WORK TASK:
In the records below, find the lines that include "door" and copy each.

DATA TO PROCESS:
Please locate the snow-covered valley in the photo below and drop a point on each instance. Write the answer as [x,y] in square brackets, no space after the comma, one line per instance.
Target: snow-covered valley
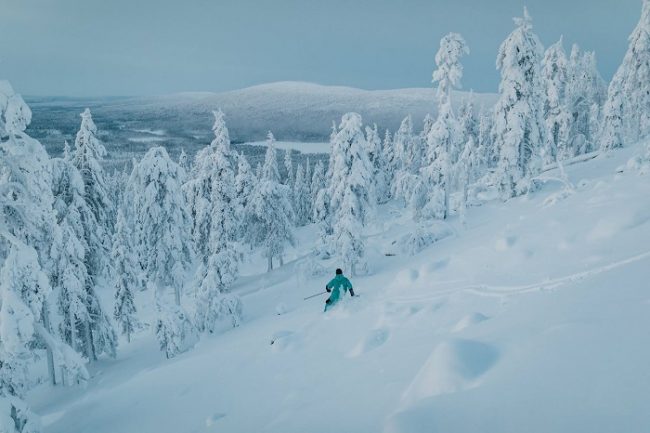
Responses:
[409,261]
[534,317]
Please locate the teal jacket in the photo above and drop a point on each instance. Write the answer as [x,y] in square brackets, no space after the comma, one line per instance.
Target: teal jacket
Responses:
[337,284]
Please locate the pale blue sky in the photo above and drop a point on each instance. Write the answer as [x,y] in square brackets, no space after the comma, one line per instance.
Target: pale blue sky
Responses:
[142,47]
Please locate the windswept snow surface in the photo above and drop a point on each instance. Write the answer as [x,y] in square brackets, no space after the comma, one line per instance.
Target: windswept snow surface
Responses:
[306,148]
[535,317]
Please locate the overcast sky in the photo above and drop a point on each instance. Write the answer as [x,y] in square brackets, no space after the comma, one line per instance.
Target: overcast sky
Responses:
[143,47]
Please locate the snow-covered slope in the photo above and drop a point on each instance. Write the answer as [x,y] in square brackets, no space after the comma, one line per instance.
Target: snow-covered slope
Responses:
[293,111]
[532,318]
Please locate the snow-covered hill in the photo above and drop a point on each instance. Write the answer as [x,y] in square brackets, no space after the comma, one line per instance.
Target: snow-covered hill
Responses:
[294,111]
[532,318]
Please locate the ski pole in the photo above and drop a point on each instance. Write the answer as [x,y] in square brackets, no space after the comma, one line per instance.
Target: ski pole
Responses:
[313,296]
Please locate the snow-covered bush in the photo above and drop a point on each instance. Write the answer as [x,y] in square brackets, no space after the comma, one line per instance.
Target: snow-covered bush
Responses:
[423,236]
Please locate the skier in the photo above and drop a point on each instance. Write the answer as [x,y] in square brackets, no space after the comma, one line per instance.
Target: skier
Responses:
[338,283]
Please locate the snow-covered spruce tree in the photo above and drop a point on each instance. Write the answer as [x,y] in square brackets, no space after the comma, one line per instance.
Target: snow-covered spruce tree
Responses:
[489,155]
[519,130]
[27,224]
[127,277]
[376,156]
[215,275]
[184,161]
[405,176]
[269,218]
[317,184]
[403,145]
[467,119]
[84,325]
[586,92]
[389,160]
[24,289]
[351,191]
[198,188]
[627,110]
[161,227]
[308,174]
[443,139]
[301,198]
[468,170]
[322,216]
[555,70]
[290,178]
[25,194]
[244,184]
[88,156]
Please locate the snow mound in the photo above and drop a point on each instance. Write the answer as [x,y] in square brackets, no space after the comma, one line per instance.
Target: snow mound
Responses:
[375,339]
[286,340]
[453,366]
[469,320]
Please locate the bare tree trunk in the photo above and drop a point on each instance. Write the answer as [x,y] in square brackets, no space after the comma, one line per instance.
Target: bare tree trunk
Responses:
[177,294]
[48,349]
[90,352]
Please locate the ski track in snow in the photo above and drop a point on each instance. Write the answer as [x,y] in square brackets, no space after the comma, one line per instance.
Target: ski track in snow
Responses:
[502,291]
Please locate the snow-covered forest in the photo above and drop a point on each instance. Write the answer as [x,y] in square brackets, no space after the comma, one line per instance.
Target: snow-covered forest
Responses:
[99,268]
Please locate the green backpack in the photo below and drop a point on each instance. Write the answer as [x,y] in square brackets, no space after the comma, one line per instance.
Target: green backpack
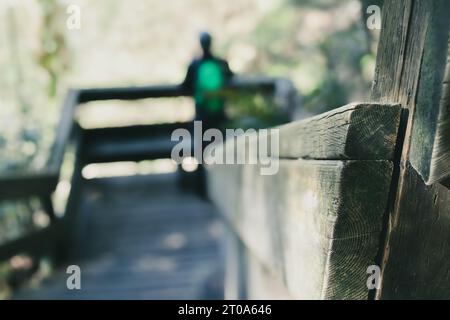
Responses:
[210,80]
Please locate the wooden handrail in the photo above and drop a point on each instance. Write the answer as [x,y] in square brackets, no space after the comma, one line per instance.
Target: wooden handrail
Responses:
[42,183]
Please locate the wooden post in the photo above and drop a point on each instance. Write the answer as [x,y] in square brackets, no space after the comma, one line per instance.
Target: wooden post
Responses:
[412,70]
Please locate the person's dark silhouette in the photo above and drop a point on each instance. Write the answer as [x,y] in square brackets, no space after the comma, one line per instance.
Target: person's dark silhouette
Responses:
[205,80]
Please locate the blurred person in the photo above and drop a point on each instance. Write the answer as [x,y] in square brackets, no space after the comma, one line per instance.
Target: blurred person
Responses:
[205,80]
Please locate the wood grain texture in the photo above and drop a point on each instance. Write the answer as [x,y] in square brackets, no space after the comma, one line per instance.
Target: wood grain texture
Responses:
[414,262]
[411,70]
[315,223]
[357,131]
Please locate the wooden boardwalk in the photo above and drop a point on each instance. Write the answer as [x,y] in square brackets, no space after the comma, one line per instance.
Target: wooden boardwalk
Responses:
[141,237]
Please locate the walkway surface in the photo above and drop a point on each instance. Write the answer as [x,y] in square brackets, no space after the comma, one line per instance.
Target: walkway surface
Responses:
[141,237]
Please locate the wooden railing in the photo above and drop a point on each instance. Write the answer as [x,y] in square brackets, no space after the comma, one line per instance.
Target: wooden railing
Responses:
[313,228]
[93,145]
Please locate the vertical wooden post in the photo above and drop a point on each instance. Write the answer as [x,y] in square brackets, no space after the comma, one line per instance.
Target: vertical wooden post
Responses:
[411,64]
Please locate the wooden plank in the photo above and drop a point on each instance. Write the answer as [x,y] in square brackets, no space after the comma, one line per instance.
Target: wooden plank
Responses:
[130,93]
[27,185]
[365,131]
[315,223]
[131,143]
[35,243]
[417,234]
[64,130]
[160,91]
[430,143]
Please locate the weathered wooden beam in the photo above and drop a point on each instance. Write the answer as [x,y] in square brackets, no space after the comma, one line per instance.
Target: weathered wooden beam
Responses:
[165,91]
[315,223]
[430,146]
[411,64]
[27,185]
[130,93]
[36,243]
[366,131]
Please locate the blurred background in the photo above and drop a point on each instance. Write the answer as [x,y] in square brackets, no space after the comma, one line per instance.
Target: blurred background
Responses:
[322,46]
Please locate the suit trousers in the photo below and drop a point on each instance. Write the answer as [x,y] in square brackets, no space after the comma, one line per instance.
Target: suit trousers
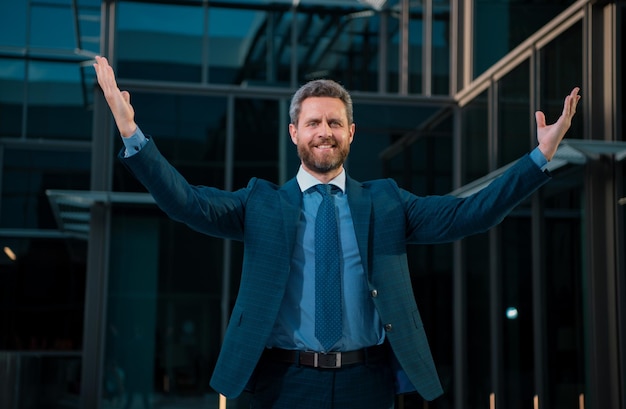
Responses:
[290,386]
--
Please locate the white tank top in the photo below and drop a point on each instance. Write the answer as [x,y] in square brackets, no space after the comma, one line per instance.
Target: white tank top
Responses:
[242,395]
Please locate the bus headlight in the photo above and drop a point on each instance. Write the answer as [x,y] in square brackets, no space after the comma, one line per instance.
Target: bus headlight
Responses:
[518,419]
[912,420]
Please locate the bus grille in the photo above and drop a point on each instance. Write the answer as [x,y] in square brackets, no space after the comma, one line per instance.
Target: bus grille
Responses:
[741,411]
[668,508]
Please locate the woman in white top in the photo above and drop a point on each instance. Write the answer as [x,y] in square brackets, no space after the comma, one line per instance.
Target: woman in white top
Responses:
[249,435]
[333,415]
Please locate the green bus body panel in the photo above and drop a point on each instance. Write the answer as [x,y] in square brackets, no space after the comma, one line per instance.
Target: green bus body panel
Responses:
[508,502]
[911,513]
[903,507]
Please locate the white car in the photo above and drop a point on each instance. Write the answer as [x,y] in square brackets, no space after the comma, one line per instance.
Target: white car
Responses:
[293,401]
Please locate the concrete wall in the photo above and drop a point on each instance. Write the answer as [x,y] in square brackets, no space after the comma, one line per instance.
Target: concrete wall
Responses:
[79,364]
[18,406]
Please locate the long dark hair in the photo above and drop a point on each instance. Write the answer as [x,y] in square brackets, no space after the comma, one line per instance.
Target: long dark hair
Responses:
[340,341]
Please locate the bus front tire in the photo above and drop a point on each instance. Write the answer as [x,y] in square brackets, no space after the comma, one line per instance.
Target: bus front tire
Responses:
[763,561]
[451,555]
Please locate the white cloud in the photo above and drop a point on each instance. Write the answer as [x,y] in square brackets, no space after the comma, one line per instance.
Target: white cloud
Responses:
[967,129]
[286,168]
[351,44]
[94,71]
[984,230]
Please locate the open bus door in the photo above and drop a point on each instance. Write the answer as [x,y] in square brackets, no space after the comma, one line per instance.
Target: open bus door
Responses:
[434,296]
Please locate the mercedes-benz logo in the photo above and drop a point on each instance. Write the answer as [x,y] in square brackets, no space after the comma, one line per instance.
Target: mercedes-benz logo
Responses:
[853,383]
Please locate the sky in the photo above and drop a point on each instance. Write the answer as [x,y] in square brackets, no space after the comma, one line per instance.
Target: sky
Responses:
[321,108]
...
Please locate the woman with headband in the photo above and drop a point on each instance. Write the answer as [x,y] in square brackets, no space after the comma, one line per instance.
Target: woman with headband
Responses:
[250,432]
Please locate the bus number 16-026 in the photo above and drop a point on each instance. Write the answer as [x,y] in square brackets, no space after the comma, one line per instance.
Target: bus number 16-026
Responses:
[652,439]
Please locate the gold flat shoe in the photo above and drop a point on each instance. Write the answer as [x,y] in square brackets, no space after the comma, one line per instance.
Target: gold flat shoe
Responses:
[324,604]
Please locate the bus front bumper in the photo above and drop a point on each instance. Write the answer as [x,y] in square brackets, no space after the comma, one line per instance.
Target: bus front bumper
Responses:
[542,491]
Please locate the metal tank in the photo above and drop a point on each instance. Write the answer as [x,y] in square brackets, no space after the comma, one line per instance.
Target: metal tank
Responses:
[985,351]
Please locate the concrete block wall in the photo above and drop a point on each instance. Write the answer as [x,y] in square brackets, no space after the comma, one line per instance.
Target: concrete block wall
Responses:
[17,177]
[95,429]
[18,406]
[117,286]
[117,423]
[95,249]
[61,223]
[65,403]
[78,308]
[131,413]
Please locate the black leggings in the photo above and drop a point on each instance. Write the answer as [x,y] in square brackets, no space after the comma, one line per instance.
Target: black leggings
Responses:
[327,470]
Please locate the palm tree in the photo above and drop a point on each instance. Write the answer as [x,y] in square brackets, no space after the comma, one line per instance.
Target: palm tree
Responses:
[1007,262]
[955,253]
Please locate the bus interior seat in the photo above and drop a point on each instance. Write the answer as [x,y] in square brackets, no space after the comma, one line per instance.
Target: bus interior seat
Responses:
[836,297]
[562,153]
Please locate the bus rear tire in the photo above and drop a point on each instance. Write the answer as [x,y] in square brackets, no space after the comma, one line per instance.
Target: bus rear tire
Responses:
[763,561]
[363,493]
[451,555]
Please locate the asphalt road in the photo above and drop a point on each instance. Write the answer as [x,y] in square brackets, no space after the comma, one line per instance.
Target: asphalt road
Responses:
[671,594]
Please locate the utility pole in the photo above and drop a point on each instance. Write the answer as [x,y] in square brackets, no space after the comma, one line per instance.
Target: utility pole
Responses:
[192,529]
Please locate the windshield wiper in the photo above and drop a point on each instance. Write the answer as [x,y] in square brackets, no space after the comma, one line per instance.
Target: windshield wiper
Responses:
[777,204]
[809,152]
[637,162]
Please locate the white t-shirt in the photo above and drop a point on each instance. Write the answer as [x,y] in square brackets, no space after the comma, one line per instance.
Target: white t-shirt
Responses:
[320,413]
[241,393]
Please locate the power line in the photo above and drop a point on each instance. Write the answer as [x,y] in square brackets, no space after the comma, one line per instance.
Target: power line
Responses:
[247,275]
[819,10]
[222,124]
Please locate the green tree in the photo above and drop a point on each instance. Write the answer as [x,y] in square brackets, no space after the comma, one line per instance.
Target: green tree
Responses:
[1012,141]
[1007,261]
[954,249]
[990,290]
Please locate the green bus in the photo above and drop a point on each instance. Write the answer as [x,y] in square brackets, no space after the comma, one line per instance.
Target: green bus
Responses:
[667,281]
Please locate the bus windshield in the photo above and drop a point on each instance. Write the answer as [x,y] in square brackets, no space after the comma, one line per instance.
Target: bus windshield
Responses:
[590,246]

OUTPUT BELOW:
Please locate the open bus door in the photo above and drop a point on each instance. Write the answer as [x,y] in square brackets, no space after the comma, one line per instance.
Target: open bus door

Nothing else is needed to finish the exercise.